Document passage
※

04 January 2011

Welcome to 2011

The cause of the delay in starting the year was a combination of a daylong 'net connection dropout, the need to reflect on the ingredients of some of these sausages, and TMI about Life. But it has resulted in a number of link sausages that are still inside their sell-by dates. Honest. Ignore that replacement label, ok?

  • Here's another example of kids contributing to scientific progress: A ten-year-old discovers a supernova. It's the attitude and opportunity, guys.
  • In a sign that Judge Chin may nonetheless decide the Google Book Search settlement-class motion himself, he issued a ruling on 29 December 2010 in a nasty case involving one of my favorite groups of bacterial parasites: Debt collectors. In Sykes v. Mel Harris Assocs., No. 2009–08486 (S.D.N.Y. 29 Dec 2010) (HTML requiring free registration), Judge Chin denied most of the various defendants' motions to dismiss against a "sewer service" scheme, in which the debt collector bought just the allegation of debt (and not the proof of validity); a law firm robofiled lawsuits, anticipating obtaining default judgments; and a process-server firm did not actually serve the complaints, but nonethless provided affidavits that it had done so. So the complaint alleges, anyway, and Judge Chin ruled that this is sufficient to proceed to discovery... noting similarities (without citation) to one of my old Chicago cases with his recognition that one employee was signing "personal knowledge" affidavits at the rate of once every three minutes.

    What bothers me the most about this is that the bar authorities aren't going to do anything, even if a judgment eventually issues against the law firm involved. Instead, they're going to continue focussing their efforts on keeping out-of-state lawyers from providing real competition in specialist matters.

    The real indication that Judge Chin may, just perhaps, still be writing his opinion in the GBS mess is that he signed the opinion in Sykes as "Circuit Judge"... and that there has been no formal redesignation of the GBS mess to another judge as of yet, over eight months after Judge Chin was confirmed to the Second Circuit.

※

Data shown
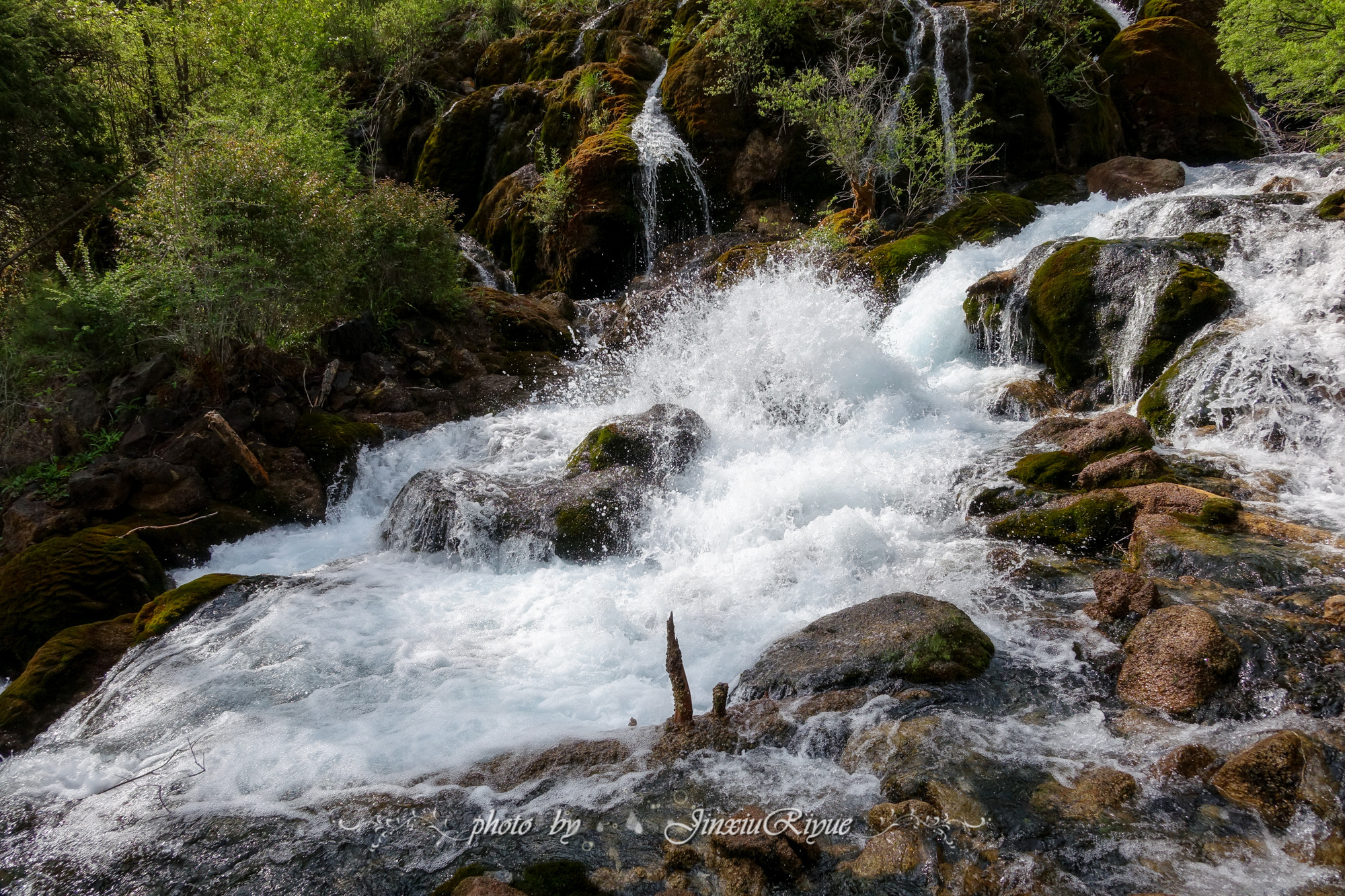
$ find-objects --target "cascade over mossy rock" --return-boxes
[1102,16,1262,164]
[295,410,383,486]
[736,592,995,700]
[1116,606,1240,713]
[0,526,168,677]
[0,614,134,754]
[133,573,243,645]
[1028,234,1233,387]
[986,489,1137,553]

※

Task to complete
Extend the January 2011 blog post about legal news and Judge Chin's rulings, beginning after its final sentence about his confirmation to the Second Circuit.

Task result
  • The Economist tries to predict the course of 2011. Things start off with relying on Ariana Huffington's wisdom and rapidly go downhill from there... if that's possible. It's nonetheless quite amusing... but I have a really, really sick sense of humor.
  • The fabulous Sarah Weinman discusses some of the challenges of being a bookworm.

    So, to boil all this rambling down to a single goal, it’s that I have a great desire to trim the fat and focus as much as possible on the exceptional. Disappointing or bad books are fine every now and then to remind me why exceptional books are, in fact, exceptional, but mediocre books? I have no use for the likes of you and never will.

    The problem, as always, is to determine which parts of one's "to be read" list are the mediocre ones... and for my subspecies of bookworm, which mediocre ones are nonetheless required reading, such as current category fiction bestsellers.

  • The 1709 Blog discusses Public Domain Day for 2010 expirations.
  • Professor Arend points out a hole in education: Selective innumeracy in foreign policy. This isn't news to me; then, my undergraduate institution required completion of at least one semester of calculus for graduation, so even the poets had some exposure to numerical methods. In law school, however, it was shocking how innumerate many of my classmates (even accountants!) really were... and the less said about the antiintellectualism and antinumeric tendencies of the Reagan and Bush I administrations' hiring policies, the better.